# [Excerpt provided]
-=-=-=-=-

It was killer. In many ways. My body protested mightily. Simple movements, like grand plies (think slow, controlled squat up and down, but in more graceful positions), made my muscles scream. My balance simply wasn't there. I got to the end of the barre exercises and knew I was done for the evening.

But, as the teacher noted to me when I went to thank her, I was smiling and radiant. She complimented my training, which had pulled me through with a respectable showing for my first ballet class after more than fifteen years. And then she said, "You really are a dancer."

I've been back a couple more times. My muscles still ache for days afterwards, and I am mortified by my lack of ballet-specific strength. There is an odd disconnect between my muscle memory, which has been awakened with vigor, and my ability to execute what I ask of it. My attempt at a double turn--what was I thinking?--did not end well. But my basic form is solid, and I am already able to rely on a skill I carefully cultivated in my days of most serious training, memorizing choreography the first time it is demonstrated.

I'm sitting on the schedule for next semester, waiting to see if I have a part-time teaching position before picking out my exercise options for the spring. But ballet will make the schedule one way or another.

-=-=-=-=-

# [Work instruction 1]
Rewrite the part of the passage about returning to ballet that opens with "I've been back" and closes with "way or another.", swapping "double turn" for "triple turn".
# [Work instruction 2]
Carry the passage about returning to ballet on from its last sentence.
The records are unrelated to this.

Extracted data entries
-=-=-=-=-

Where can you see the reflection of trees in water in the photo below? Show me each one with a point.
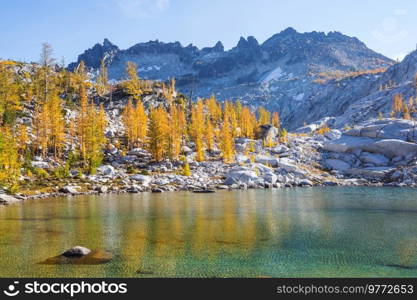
(173, 231)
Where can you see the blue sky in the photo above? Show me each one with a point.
(389, 27)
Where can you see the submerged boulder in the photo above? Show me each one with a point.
(336, 164)
(241, 176)
(69, 189)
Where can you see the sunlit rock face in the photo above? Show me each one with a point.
(305, 76)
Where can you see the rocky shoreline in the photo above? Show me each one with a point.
(376, 153)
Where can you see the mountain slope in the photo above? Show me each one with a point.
(283, 73)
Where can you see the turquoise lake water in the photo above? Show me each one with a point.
(303, 232)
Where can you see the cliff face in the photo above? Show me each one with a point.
(305, 76)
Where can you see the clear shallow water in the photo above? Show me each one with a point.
(308, 232)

-=-=-=-=-

# [Exercise answer 1]
I've been back a couple more times. My muscles still ache for days afterwards, and I am mortified by my lack of ballet-specific strength. There is an odd disconnect between my muscle memory, which has been awakened with vigor, and my ability to execute what I ask of it. My attempt at a triple turn--what was I thinking?--did not end well. But my basic form is solid, and I am already able to rely on a skill I carefully cultivated in my days of most serious training, memorizing choreography the first time it is demonstrated.

I'm sitting on the schedule for next semester, waiting to see if I have a part-time teaching position before picking out my exercise options for the spring. But ballet will make the schedule one way or another.

# [Exercise answer 2]
Thursday, November 06, 2008

(Nearly) Wordless Thursday (instead of Wednesday)

I intended to get this up on Wednesday, but have been waiting for a little more certainty in the last couple states (I'm looking at you Missouri and North Carolina):
(I had pink and blue highlighters at my desk and am a big proponent of using what's available.)

And how could I not include a scan of this page from a packet on voting from my son's class:

Monday, November 03, 2008

Rocking my vote

I voted in my first presidential election 16 years ago. Young and idealistic, energized by the fact that my candidate won--even if the state where I lived went for the elder Bush. I remember an older friend who was excited because here was a politician "who actually says 'gay and lesbian'."

There was plenty of time for him to disappoint me on gays in the military and DOMA later. In fact, I withheld my vote for Clinton's second term. Still voted on other positions, just didn't check his box. It was a calculated move. I was still in a state that was going to go for Dole by a significant margin, so I felt that I could register my disappointment without jeopardizing the final outcome.

Voting has been strategic for me pretty much since then. Not that I haven't truly supported the candidates who received my votes. But there wasn't that same energy and excitement. It didn't help that by W.'s second run, much of the campaign felt like a direct attack on my family. It wore me down.

I remained aloof for much of the primaries this time around. Considered Clinton and Obama from a strategic standpoint, and found myself slightly leaning towards Obama. I was impressed by how he seemed to be inspiring the youth and saw some significance in how it recalled my feelings from 1992.

And then a funny thing started to happen. The enthusiasm apparent around me began to infect me. I thought, "Here's a man who could do much to heal what has been ailing this country."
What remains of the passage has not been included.